Transcreva literalmente a passagem da reportagem sobre mães de filhos neurodivergentes, começando em "Janiere Fernandes sabe" e terminando em "das vezes, invisível.".

> **TRECHO DO TEXTO**:
►

Mães de filhos neurodivergentes expõem renúncias e ausência de políticas públicas
Milhares de mulheres vivem rotina silenciosa e exaustiva e marcada pela renúncia à vida profissional
A maternidade segue sendo um ponto de ruptura na trajetória de milhões de mulheres. Nos últimos vinte anos, avanços significativos ocorreram em relação à presença feminina no mercado de trabalho, à ampliação de direitos e à inclusão da equidade de gênero na pauta pública.
No entanto, para mulheres que criam filhos com transtornos do neurodesenvolvimento, como o Transtorno do Espectro Autista (TEA), a realidade continua distante da promessa de igualdade. Muitas delas vivem uma maternidade que exige dedicação exclusiva e silenciosa, em que a escolha entre seguir uma carreira ou oferecer cuidado integral se torna inevitável, e quase sempre solitária.
Janiere Fernandes sabe bem o que isso significa. Quando recebeu o diagnóstico de autismo da filha, viu-se diante de uma decisão que alteraria completamente o curso da própria vida. Ela conta que abandonou projetos profissionais e rotinas de trabalho para priorizar os cuidados da filha. As terapias se tornaram parte do cotidiano, e o acompanhamento constante passou a ser a prioridade absoluta. Ao optar pela dedicação total, Janiere relata que a filha apresentou progressos notáveis no tratamento, como a redução no nível de suporte necessário. Ainda assim, o custo dessa escolha, financeiro, emocional e social, é alto e, na maioria das vezes, invisível.

◄

> **MATERIAL FORNECIDO**:
►

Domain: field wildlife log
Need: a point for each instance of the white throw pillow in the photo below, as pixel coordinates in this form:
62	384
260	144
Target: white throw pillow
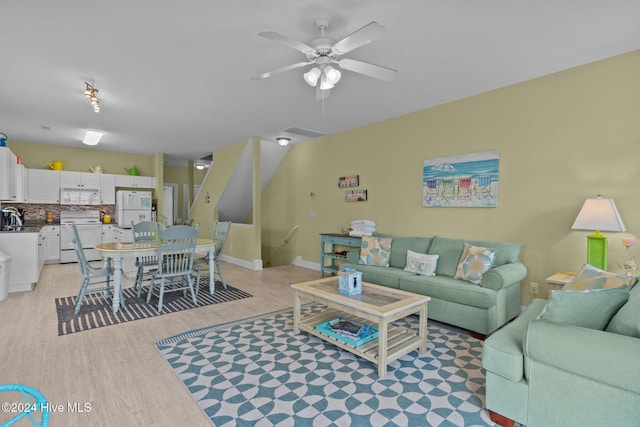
421	263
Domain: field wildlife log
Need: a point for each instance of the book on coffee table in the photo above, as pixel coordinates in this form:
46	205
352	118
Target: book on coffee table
348	331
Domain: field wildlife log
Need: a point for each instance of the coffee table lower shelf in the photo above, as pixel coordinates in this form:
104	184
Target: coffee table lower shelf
399	342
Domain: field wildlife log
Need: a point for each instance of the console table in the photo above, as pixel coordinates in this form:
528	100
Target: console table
328	253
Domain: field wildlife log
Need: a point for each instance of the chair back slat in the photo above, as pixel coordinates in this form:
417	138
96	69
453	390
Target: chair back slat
176	250
77	247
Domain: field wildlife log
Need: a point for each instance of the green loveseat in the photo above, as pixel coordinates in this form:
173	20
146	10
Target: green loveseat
542	374
480	308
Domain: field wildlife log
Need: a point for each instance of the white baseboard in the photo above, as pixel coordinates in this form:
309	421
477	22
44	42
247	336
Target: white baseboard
255	265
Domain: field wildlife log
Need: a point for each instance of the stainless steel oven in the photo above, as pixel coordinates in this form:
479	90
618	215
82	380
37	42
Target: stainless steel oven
90	232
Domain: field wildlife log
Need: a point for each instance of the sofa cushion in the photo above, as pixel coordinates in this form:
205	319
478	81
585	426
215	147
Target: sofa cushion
474	262
402	244
423	264
450	251
502	353
627	321
375	251
590	277
589	309
449	289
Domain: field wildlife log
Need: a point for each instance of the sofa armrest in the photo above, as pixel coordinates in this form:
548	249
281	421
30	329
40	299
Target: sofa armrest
504	276
353	256
598	355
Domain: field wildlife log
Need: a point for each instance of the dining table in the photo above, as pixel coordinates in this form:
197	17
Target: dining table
117	251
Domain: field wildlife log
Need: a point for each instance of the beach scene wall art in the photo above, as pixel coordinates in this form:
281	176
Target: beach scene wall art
464	180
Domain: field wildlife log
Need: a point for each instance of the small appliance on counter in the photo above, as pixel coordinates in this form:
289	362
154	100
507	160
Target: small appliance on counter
132	206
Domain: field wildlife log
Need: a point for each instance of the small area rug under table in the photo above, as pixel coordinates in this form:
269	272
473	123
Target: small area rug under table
97	311
257	372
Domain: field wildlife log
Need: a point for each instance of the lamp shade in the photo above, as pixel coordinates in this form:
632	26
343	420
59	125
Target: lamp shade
599	214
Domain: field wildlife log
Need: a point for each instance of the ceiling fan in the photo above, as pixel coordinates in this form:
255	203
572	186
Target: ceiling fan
323	52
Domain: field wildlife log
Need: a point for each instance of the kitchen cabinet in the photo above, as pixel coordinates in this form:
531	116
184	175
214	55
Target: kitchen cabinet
8	177
134	181
80	180
107	189
52	244
24	249
44	186
22	176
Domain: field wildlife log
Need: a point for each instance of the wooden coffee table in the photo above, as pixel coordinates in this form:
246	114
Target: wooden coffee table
377	306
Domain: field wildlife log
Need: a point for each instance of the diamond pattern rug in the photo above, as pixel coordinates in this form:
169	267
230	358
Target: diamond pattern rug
257	372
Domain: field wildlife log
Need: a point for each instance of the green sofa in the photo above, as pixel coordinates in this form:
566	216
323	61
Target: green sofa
480	308
545	374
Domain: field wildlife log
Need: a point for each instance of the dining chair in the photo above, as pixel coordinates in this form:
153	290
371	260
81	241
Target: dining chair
174	268
94	279
144	232
220	234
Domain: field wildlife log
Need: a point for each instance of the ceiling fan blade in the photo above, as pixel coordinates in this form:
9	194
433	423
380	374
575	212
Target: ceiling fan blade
358	38
277	37
281	70
322	94
375	71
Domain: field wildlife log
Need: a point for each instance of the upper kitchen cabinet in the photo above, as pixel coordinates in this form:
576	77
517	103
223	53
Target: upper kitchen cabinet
44	186
23	187
107	189
79	180
135	181
8	175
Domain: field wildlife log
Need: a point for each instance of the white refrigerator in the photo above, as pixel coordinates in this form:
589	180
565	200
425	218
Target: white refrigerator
132	206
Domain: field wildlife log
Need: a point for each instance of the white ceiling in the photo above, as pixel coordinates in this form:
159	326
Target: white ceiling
175	76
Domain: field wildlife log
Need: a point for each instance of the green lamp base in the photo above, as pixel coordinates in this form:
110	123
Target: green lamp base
597	250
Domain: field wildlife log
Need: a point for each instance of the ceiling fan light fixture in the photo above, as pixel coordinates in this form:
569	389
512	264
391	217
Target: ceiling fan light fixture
92	137
283	141
312	76
325	84
333	75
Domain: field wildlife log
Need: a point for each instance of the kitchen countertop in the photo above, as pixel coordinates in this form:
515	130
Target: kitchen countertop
31	226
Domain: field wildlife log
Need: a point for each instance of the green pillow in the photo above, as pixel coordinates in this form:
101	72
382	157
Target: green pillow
627	320
588	309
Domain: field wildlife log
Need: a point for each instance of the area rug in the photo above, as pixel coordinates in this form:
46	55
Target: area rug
97	311
257	372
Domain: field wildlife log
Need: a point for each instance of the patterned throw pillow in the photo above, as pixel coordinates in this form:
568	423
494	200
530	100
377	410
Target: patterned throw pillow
474	262
421	263
590	277
375	251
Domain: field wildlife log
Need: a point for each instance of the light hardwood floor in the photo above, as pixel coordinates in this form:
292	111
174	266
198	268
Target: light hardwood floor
117	369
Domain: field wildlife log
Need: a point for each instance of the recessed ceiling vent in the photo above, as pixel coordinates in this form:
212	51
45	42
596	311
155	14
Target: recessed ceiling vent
303	132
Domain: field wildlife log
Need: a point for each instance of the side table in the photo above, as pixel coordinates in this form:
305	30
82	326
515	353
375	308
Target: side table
328	253
558	280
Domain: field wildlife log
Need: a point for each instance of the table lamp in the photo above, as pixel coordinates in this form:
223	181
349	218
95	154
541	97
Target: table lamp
597	215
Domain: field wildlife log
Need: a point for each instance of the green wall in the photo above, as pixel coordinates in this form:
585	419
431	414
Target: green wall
561	138
79	159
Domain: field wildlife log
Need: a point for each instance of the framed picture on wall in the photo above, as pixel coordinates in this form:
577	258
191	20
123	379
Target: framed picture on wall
349	181
465	180
355	196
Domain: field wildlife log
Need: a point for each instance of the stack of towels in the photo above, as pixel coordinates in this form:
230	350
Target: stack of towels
362	227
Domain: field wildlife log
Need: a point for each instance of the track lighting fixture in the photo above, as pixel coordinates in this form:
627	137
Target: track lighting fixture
92	93
283	141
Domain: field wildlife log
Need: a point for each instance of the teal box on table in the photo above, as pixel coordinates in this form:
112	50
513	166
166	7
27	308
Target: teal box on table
349	282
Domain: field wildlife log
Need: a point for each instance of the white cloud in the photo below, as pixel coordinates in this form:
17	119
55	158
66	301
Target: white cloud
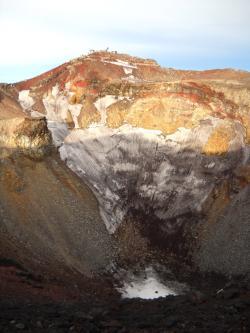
37	32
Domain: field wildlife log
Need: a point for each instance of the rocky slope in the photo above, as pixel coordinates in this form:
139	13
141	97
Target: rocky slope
165	153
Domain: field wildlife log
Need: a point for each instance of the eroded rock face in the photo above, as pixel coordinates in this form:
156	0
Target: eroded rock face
159	146
30	135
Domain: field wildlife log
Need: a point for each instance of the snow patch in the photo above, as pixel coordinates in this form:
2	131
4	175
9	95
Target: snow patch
103	103
127	67
147	287
25	99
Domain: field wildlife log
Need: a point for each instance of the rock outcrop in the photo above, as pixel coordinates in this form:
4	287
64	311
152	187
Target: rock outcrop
165	149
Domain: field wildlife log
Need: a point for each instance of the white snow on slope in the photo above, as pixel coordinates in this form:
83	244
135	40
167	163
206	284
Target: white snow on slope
118	162
25	99
147	286
127	67
103	103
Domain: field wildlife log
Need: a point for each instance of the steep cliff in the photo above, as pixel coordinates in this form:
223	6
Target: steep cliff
163	150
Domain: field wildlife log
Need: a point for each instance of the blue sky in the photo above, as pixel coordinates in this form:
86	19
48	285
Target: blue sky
195	34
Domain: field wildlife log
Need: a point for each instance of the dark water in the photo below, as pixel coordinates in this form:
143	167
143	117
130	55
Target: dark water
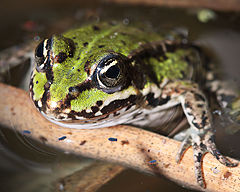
28	166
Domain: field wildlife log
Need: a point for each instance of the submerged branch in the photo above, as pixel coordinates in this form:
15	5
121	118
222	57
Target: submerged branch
221	5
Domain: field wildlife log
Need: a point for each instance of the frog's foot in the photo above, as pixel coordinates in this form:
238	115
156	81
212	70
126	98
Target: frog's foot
202	145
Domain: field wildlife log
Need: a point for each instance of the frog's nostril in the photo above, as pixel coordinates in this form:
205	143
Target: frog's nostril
39	50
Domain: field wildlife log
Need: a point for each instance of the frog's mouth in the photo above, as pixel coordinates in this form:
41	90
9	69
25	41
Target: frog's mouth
120	116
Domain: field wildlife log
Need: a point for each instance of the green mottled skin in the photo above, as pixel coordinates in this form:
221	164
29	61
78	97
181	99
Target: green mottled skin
119	38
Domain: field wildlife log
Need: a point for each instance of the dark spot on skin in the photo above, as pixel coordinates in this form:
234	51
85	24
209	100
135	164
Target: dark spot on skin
196	125
163	101
99	103
124	142
128	107
101	46
187	105
199	97
167	165
152	101
95	109
62	138
61	117
204	120
136	115
123	42
119	104
216	154
199	157
227	98
115	114
83	142
202	146
96	28
85	44
43	139
227	174
87	67
61	57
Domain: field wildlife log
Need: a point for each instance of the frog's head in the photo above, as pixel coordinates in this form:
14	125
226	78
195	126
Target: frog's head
74	84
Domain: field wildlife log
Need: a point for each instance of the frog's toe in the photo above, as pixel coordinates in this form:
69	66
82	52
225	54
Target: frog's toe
184	145
198	152
211	148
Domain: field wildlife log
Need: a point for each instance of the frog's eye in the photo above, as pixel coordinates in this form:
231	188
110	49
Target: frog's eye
111	73
41	51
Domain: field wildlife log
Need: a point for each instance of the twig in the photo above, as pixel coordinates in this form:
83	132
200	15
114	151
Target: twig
133	147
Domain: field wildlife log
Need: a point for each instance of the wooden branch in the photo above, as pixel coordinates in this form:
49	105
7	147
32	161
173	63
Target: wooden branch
126	145
223	5
89	179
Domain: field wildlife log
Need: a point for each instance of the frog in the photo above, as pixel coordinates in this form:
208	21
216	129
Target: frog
105	74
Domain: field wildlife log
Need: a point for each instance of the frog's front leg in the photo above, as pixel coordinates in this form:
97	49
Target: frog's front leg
200	134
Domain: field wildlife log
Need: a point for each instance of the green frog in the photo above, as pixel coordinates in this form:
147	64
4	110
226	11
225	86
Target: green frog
107	74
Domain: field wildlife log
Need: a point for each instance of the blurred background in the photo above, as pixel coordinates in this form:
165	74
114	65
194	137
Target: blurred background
26	165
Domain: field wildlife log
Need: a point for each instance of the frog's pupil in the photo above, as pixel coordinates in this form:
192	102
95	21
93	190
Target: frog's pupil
113	72
39	50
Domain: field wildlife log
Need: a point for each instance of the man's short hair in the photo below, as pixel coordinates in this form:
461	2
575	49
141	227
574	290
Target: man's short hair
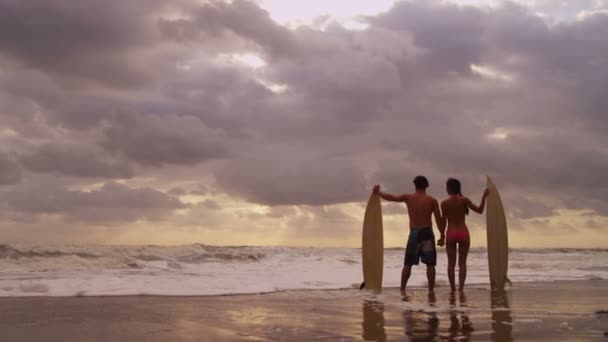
420	182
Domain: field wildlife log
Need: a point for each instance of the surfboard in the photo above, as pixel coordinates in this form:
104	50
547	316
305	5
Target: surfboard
372	245
498	240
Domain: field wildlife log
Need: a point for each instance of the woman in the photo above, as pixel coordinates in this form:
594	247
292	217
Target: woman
454	209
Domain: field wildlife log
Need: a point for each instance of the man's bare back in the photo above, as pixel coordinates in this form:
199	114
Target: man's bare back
421	240
420	208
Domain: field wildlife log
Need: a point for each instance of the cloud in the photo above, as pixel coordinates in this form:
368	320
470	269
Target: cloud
112	202
75	160
293	181
88	40
150	93
167	139
10	172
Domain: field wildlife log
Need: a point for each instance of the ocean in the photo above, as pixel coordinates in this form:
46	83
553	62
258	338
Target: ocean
201	270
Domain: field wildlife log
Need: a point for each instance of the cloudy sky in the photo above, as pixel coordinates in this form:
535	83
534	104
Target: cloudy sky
268	122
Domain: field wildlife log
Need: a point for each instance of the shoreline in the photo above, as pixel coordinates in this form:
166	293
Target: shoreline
442	287
545	311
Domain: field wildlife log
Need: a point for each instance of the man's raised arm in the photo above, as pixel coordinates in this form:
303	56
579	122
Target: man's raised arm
389	197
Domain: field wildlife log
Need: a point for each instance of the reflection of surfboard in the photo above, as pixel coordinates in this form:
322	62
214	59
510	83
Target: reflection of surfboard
498	242
372	245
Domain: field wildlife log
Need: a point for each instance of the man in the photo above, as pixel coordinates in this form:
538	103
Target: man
421	241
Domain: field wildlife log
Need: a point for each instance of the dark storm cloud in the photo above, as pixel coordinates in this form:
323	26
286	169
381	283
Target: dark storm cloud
10	172
90	88
85	39
241	18
111	202
450	34
293	181
167	139
75	160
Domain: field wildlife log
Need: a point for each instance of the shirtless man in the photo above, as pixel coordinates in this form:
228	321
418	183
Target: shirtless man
421	241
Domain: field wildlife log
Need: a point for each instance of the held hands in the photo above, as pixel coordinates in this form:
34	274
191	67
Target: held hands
441	241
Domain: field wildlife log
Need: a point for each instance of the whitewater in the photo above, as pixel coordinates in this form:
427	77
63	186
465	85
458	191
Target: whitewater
201	270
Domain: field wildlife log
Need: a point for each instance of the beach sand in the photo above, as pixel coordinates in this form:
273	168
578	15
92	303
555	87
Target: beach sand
559	311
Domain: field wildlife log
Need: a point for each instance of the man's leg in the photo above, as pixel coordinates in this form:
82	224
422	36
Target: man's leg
463	252
430	275
451	251
405	276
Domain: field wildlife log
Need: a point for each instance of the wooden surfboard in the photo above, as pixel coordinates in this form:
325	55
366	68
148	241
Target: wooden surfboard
372	245
498	240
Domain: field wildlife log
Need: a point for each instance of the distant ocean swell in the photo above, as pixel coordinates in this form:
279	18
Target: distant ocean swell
211	270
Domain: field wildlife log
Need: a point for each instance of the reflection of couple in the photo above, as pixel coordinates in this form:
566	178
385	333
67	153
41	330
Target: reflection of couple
424	325
421	241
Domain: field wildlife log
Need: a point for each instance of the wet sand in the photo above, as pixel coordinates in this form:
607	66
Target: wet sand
560	311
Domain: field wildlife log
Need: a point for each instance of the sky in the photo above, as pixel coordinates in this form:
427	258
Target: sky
268	122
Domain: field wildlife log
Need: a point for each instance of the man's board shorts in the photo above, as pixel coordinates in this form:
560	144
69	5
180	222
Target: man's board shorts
420	246
458	236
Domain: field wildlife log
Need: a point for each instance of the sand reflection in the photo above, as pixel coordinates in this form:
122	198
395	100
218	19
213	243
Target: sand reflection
501	317
460	325
373	321
421	325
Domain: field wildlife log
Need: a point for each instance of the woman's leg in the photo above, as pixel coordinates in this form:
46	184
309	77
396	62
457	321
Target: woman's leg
451	251
463	252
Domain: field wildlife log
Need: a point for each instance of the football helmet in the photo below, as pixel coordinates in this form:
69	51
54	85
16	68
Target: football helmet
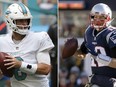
18	11
100	16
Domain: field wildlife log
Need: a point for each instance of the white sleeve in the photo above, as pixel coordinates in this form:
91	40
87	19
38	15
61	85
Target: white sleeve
43	57
46	42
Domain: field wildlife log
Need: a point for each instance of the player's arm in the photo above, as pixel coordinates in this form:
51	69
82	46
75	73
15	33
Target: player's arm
113	61
43	66
108	61
81	52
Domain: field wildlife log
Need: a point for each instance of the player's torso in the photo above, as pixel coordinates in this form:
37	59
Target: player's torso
26	49
98	44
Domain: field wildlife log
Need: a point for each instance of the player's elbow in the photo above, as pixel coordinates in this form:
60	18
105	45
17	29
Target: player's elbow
43	69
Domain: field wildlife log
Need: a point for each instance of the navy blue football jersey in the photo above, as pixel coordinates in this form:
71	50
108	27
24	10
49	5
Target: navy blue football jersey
101	43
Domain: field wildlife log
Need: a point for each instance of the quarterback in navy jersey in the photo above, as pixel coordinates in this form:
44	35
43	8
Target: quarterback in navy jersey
100	42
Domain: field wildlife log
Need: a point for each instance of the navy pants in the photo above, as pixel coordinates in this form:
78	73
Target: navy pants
103	81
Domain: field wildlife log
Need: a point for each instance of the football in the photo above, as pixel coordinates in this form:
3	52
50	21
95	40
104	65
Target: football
70	47
5	71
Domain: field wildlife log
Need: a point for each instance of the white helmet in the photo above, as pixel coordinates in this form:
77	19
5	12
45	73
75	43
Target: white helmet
100	13
18	11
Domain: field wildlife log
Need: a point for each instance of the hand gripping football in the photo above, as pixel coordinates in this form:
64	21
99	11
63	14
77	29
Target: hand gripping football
5	71
70	47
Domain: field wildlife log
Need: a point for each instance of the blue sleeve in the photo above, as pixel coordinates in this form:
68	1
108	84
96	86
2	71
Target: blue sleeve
112	40
5	78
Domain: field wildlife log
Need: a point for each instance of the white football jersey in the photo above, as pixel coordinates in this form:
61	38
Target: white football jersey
26	51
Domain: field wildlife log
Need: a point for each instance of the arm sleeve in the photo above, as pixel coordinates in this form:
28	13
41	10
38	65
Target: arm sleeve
83	48
43	57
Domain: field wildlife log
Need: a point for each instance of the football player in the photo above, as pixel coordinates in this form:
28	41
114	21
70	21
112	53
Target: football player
100	42
29	51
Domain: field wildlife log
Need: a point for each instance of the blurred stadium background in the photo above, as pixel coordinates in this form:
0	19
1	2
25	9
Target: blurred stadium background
73	20
44	14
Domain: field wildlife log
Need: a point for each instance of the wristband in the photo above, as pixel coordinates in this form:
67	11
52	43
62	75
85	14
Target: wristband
28	68
103	59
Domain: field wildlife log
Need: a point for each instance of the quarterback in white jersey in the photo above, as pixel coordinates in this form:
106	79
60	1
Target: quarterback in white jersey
29	51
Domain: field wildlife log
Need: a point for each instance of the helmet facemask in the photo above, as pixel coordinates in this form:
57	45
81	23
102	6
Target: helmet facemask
15	12
20	28
99	21
100	16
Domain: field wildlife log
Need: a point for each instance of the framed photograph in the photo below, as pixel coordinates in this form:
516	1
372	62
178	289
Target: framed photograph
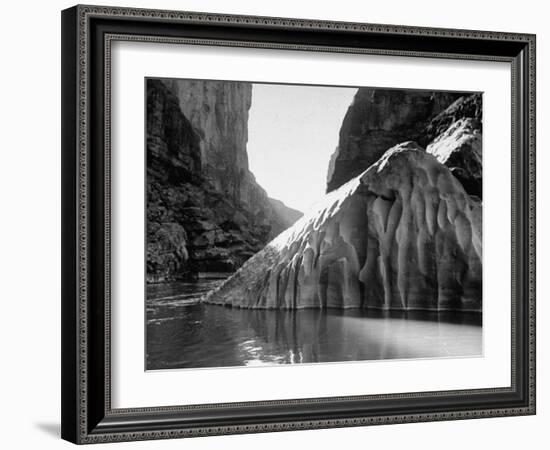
279	224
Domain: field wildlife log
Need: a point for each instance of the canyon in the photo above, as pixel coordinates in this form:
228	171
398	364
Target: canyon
205	210
402	235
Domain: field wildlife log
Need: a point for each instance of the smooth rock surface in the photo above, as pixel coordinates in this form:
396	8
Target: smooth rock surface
402	235
459	148
377	120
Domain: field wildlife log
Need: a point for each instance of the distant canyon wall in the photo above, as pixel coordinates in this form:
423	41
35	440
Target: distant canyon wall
205	210
378	119
402	235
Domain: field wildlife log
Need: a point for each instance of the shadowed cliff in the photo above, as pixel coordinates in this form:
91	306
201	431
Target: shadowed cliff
403	234
205	210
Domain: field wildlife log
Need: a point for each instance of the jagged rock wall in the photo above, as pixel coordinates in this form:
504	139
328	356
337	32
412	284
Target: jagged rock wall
205	211
459	148
377	120
402	235
468	106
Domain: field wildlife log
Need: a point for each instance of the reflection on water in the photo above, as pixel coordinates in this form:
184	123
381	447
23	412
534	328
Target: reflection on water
182	333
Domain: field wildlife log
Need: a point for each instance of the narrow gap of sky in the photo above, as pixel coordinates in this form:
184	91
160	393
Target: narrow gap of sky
292	132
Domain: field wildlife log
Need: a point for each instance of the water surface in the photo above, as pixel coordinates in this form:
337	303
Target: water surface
184	333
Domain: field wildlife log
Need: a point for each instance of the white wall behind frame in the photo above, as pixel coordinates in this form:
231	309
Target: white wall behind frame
30	229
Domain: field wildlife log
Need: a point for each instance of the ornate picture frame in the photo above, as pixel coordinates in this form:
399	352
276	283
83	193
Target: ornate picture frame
88	33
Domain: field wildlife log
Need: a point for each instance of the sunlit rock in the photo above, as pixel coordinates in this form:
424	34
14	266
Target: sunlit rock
402	235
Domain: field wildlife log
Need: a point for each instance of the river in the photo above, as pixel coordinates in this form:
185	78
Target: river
184	333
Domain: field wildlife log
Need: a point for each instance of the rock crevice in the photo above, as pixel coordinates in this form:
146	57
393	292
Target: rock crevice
402	235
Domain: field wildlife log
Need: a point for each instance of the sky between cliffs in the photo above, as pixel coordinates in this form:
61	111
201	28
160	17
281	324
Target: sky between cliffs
292	132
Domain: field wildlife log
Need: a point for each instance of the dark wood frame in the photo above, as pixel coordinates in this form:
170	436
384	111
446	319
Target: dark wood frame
87	32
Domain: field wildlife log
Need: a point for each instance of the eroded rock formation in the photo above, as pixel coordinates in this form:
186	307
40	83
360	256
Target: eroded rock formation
205	211
402	235
377	120
459	148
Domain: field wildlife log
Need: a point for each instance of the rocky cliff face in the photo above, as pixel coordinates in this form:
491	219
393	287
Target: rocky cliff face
459	148
402	235
205	211
377	120
454	137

◄

> **RESPOSTA AO PROBLEMA**:
Janiere Fernandes sabe bem o que isso significa. Quando recebeu o diagnóstico de autismo da filha, viu-se diante de uma decisão que alteraria completamente o curso da própria vida. Ela conta que abandonou projetos profissionais e rotinas de trabalho para priorizar os cuidados da filha. As terapias se tornaram parte do cotidiano, e o acompanhamento constante passou a ser a prioridade absoluta. Ao optar pela dedicação total, Janiere relata que a filha apresentou progressos notáveis no tratamento, como a redução no nível de suporte necessário. Ainda assim, o custo dessa escolha, financeiro, emocional e social, é alto e, na maioria das vezes, invisível.